Documento:

════════════════════

- Author, Isabelle Gerretsen
- Role, BBC Future
“Esta é a câmera do meu celular“, mostra Bas van Abel. Ele segura no alto um pequeno componente eletrônico quadrado que acabou de retirar do seu smartphone com uma chave de fenda minúscula.
“Ao todo, são oito componentes que podem ser retirados e substituídos”, explica ele, enquanto desmonta cuidadosamente todo o seu smartphone, colocando a câmera ao lado da bateria, da porta USB, da tela e do alto-falante do aparelho.
Van Abel é um dos fundadores da empresa social Fairphone, que afirma ter criado “o smartphone mais sustentável do mundo”.
Mas até que ponto pode ser sustentável um produto tão complexo como, que utiliza componentes e metais raros de todas as partes do mundo?
Fundada em Amsterdã, na Holanda, em 2013, a Fairphone fabrica smartphones Android que podem ser facilmente substituídos, customizados e reparados pelos próprios proprietários. Ao permitir e incentivar as pessoas a consertar seus telefones celulares, em vez de se desfazer deles quando quebra algum componente, a Fairphone espera ajudar a reduzir o descarte de resíduos eletrônicos.

════════════════════

[Dados guardados]
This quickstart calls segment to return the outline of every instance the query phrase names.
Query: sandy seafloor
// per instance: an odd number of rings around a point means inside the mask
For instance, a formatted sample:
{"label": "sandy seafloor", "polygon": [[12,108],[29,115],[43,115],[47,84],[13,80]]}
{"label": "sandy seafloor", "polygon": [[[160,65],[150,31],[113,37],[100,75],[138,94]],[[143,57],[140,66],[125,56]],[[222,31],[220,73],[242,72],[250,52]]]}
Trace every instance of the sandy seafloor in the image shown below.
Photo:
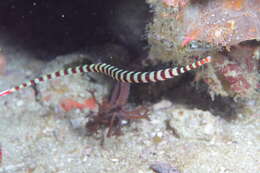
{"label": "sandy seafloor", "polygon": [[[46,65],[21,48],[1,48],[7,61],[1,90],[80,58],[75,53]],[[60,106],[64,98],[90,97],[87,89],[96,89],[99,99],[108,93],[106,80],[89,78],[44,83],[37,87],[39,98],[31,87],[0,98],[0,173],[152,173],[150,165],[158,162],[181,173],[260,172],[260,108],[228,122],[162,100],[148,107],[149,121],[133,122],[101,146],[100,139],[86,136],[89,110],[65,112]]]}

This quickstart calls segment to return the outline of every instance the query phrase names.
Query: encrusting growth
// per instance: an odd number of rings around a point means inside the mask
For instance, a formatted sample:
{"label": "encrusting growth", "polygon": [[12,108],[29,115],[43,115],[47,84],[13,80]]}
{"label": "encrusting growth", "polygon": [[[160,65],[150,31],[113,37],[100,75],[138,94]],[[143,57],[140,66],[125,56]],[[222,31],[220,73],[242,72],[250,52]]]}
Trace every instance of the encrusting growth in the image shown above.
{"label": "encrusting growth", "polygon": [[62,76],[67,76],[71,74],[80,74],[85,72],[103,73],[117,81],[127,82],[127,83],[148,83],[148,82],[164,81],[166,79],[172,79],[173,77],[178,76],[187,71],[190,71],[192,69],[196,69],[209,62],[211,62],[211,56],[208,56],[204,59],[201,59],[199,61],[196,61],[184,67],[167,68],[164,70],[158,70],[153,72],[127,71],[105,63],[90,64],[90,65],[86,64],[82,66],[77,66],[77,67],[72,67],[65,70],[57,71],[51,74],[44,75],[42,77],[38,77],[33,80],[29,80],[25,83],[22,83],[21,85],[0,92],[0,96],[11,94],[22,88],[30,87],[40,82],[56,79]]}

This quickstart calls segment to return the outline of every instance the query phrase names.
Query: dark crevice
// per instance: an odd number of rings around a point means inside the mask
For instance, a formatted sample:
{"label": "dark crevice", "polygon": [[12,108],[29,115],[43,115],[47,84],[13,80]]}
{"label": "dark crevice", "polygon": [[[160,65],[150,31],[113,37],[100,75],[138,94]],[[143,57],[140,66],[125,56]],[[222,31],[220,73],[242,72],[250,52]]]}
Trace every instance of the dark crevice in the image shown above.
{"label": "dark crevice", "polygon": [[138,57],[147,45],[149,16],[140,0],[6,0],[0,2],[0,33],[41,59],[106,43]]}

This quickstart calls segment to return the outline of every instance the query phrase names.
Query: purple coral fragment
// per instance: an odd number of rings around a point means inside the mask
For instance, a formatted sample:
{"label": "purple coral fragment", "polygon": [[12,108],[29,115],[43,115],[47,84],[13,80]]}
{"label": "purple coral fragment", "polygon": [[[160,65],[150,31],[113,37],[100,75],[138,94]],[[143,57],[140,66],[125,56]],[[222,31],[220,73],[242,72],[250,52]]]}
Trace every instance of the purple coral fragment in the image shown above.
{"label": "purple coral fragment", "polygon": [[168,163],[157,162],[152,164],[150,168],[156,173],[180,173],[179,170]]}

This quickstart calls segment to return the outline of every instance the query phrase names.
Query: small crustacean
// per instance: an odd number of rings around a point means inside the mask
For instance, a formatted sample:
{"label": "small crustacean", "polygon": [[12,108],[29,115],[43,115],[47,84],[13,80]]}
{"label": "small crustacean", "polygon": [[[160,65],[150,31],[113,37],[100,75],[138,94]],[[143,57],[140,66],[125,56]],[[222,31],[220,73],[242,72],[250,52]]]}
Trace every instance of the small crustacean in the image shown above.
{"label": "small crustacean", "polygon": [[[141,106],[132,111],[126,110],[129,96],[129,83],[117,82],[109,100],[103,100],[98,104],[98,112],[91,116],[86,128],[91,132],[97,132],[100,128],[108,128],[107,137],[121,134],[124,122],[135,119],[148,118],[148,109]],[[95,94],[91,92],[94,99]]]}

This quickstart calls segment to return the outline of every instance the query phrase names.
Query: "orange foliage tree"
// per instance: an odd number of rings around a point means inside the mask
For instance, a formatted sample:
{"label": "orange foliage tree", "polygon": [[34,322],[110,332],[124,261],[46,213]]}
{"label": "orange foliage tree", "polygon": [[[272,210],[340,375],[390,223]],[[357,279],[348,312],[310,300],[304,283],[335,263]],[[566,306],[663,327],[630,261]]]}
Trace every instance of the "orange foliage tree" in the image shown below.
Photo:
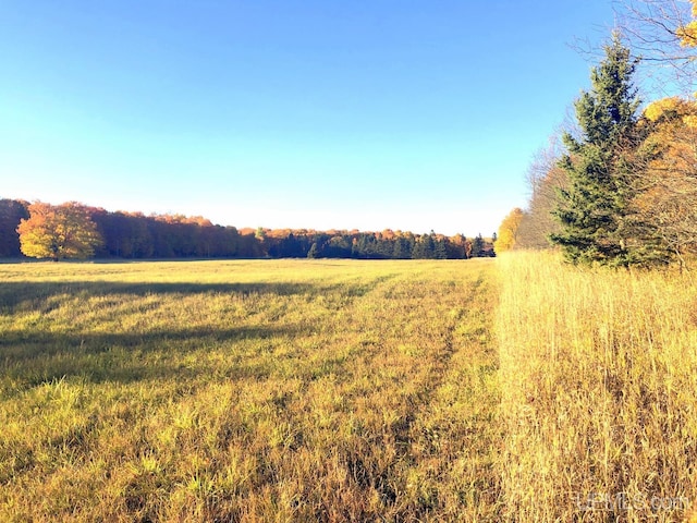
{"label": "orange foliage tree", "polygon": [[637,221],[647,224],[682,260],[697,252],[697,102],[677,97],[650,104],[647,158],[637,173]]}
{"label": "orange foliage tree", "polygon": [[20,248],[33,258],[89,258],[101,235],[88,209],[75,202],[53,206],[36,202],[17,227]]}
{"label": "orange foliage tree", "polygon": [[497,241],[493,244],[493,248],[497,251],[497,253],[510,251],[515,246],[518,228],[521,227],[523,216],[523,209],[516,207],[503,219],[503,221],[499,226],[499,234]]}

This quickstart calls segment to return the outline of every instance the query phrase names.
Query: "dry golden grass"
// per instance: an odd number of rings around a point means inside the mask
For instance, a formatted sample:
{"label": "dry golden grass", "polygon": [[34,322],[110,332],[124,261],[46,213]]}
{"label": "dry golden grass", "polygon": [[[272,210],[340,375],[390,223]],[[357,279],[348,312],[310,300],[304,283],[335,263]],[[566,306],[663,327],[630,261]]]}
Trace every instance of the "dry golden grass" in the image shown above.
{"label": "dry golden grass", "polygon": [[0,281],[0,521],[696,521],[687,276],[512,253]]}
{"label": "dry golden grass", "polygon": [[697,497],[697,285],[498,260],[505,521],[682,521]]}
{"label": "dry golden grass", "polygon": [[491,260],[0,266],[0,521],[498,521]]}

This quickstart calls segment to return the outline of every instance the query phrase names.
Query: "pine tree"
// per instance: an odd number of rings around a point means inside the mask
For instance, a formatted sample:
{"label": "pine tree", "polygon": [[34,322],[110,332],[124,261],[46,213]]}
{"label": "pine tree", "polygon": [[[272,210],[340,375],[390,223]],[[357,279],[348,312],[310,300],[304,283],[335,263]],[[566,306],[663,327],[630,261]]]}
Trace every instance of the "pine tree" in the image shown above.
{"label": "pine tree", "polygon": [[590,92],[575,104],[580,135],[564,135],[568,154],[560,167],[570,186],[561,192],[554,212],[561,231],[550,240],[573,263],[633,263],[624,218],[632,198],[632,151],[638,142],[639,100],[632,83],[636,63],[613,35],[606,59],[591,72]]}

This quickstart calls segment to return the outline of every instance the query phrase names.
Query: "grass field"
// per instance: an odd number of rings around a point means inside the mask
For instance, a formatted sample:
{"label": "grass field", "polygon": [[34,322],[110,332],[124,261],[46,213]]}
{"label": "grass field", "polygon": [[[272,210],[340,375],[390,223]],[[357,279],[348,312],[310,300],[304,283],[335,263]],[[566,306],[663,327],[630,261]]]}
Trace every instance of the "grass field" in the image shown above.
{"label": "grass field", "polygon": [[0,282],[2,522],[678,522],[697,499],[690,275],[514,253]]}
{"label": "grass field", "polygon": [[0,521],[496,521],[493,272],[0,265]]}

════════════════════

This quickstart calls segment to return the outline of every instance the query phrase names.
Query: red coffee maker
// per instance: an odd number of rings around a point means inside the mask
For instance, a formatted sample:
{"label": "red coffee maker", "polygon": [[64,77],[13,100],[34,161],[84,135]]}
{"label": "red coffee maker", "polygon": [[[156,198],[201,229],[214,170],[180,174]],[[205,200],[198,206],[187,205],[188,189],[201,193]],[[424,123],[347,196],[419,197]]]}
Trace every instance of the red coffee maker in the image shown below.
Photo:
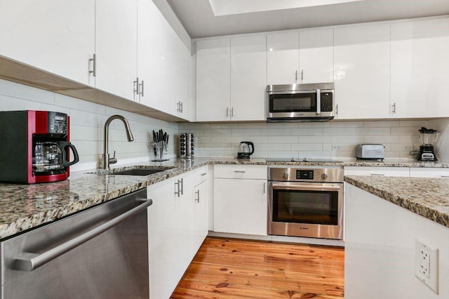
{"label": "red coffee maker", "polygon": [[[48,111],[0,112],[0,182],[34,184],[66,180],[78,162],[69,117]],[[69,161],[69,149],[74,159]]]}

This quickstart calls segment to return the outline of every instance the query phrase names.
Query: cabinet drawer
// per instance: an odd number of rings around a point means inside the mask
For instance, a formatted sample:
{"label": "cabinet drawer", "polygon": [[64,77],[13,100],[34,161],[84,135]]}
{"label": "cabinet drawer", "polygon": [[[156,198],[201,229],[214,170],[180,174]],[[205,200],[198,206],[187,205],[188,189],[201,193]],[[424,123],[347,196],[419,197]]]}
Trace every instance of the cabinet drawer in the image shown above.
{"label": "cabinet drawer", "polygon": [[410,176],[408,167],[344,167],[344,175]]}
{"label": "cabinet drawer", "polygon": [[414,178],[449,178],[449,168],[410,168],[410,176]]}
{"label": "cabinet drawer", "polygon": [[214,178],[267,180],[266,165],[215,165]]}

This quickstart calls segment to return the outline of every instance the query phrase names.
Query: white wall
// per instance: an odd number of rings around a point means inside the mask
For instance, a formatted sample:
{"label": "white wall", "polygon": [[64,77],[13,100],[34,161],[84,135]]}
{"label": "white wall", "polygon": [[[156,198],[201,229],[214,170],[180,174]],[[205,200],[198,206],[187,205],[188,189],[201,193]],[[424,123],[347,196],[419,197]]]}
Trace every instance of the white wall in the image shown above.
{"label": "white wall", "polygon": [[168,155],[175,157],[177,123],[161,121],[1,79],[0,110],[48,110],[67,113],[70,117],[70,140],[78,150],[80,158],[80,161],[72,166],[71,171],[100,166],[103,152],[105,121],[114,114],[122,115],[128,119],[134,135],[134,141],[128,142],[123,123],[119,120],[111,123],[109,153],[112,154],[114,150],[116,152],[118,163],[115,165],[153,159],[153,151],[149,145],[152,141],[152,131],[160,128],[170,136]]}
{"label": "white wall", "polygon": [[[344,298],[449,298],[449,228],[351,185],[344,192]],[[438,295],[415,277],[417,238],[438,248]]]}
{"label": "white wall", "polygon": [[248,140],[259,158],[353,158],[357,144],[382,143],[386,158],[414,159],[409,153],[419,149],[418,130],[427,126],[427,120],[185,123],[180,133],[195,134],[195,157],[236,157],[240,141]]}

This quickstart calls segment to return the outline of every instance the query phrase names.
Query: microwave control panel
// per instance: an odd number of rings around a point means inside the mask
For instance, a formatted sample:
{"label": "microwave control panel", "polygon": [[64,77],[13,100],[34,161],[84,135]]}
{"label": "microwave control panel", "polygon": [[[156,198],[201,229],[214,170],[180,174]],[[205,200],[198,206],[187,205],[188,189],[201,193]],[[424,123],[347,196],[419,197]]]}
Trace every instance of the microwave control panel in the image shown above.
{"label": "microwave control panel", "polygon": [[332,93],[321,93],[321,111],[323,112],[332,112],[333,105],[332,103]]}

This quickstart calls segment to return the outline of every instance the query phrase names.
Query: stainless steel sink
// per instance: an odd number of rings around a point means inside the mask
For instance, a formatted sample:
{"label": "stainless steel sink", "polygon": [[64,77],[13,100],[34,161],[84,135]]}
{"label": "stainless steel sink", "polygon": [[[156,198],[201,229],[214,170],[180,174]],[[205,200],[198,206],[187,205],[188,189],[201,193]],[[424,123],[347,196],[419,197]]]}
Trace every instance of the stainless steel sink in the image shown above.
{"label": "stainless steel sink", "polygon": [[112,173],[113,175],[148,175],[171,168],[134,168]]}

════════════════════

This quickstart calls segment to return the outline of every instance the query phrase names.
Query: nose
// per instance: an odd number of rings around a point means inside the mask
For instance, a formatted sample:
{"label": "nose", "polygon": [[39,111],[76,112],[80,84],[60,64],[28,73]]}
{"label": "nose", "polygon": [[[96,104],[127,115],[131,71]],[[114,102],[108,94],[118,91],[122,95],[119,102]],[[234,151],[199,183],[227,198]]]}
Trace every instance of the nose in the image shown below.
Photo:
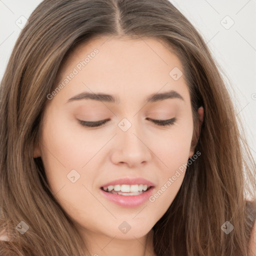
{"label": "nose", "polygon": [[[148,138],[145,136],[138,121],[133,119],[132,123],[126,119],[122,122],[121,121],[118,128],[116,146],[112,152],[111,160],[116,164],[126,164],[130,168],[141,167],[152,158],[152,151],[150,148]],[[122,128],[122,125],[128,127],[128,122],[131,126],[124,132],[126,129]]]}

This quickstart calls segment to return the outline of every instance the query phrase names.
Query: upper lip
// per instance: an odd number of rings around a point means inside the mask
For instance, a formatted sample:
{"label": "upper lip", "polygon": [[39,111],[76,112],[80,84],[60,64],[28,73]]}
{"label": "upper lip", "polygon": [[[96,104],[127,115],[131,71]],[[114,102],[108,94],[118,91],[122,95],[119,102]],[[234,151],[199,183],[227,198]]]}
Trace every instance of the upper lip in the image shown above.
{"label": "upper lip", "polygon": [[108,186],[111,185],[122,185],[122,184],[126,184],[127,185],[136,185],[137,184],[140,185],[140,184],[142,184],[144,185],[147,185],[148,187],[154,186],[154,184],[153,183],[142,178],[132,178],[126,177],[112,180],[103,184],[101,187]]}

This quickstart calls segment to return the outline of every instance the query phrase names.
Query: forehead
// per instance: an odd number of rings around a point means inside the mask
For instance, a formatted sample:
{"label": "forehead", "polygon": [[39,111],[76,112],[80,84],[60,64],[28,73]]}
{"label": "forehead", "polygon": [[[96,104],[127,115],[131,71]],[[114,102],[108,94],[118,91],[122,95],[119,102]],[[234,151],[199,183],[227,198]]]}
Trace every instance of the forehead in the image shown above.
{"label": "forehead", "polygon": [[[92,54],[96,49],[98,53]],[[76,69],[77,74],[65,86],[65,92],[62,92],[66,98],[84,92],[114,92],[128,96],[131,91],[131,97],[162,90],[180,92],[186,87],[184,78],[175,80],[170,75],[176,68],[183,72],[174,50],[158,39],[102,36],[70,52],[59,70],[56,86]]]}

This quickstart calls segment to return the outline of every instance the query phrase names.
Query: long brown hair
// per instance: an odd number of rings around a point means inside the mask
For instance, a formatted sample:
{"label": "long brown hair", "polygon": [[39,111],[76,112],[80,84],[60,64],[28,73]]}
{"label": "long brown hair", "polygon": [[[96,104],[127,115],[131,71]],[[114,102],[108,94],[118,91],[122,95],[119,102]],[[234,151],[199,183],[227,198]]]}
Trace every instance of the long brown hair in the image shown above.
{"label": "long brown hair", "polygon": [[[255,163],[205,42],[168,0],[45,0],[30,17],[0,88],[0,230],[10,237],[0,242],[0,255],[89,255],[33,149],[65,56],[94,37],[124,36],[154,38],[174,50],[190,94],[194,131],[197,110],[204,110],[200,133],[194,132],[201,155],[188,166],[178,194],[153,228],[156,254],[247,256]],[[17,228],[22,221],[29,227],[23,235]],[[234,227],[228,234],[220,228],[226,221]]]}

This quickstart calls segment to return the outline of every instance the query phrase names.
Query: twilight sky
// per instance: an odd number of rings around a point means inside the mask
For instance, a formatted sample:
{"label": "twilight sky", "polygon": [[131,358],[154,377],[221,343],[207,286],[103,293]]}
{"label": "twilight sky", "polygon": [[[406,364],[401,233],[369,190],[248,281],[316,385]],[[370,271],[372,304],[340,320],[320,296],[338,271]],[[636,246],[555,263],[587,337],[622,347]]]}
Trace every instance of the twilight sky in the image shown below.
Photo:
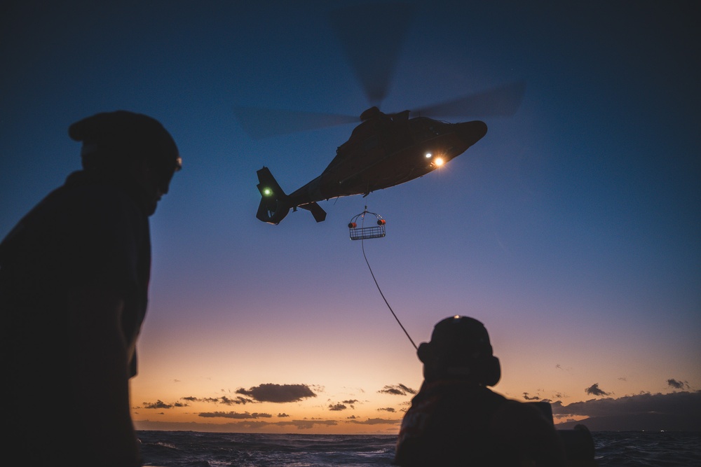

════════════════════

Tarefas:
[A] Reproduza o trecho da reportagem sobre a Fairphone que começa nas palavras "Van Abel é um" e vai até "de resíduos eletrônicos.", inclusive.
[B] Dê continuidade à reportagem sobre a Fairphone, começando logo depois da última frase apresentada.

Respostas em ordem:
[A]
Van Abel é um dos fundadores da empresa social Fairphone, que afirma ter criado “o smartphone mais sustentável do mundo”.
Mas até que ponto pode ser sustentável um produto tão complexo como, que utiliza componentes e metais raros de todas as partes do mundo?
Fundada em Amsterdã, na Holanda, em 2013, a Fairphone fabrica smartphones Android que podem ser facilmente substituídos, customizados e reparados pelos próprios proprietários. Ao permitir e incentivar as pessoas a consertar seus telefones celulares, em vez de se desfazer deles quando quebra algum componente, a Fairphone espera ajudar a reduzir o descarte de resíduos eletrônicos.

[B]
Números astronômicos
O lixo eletrônico é a fonte de resíduos que mais cresce no mundo. Estima-se que 50 milhões de toneladas de lixo eletrônico sejam produzidas anualmente em todo o mundo – mais do que todos os aviões comerciais já fabricados até hoje, segundo o Programa das Nações Unidas para o Meio Ambiente (PNUMA). E apenas 20% desses resíduos são reciclados.
A montanha global de lixo eletrônico cresce proporcionalmente ao aumento da demanda por aparelhos portáteis e telefones celulares. A produção anual de lixo eletrônico deve mais do que dobrar até 2050, atingindo 120 milhões de toneladas, segundo o Fórum Econômico Mundial.
Somente em 2022, 5,3 bilhões de telefones celulares foram descartados, segundo estimativas da ONG belga The WEEE Forum, que analisa o lixo eletrônico. Nos Estados Unidos, as pessoas trocam de telefone celular, em média, a cada 18 meses, à medida que são lançados novos modelos com funções mais avançadas.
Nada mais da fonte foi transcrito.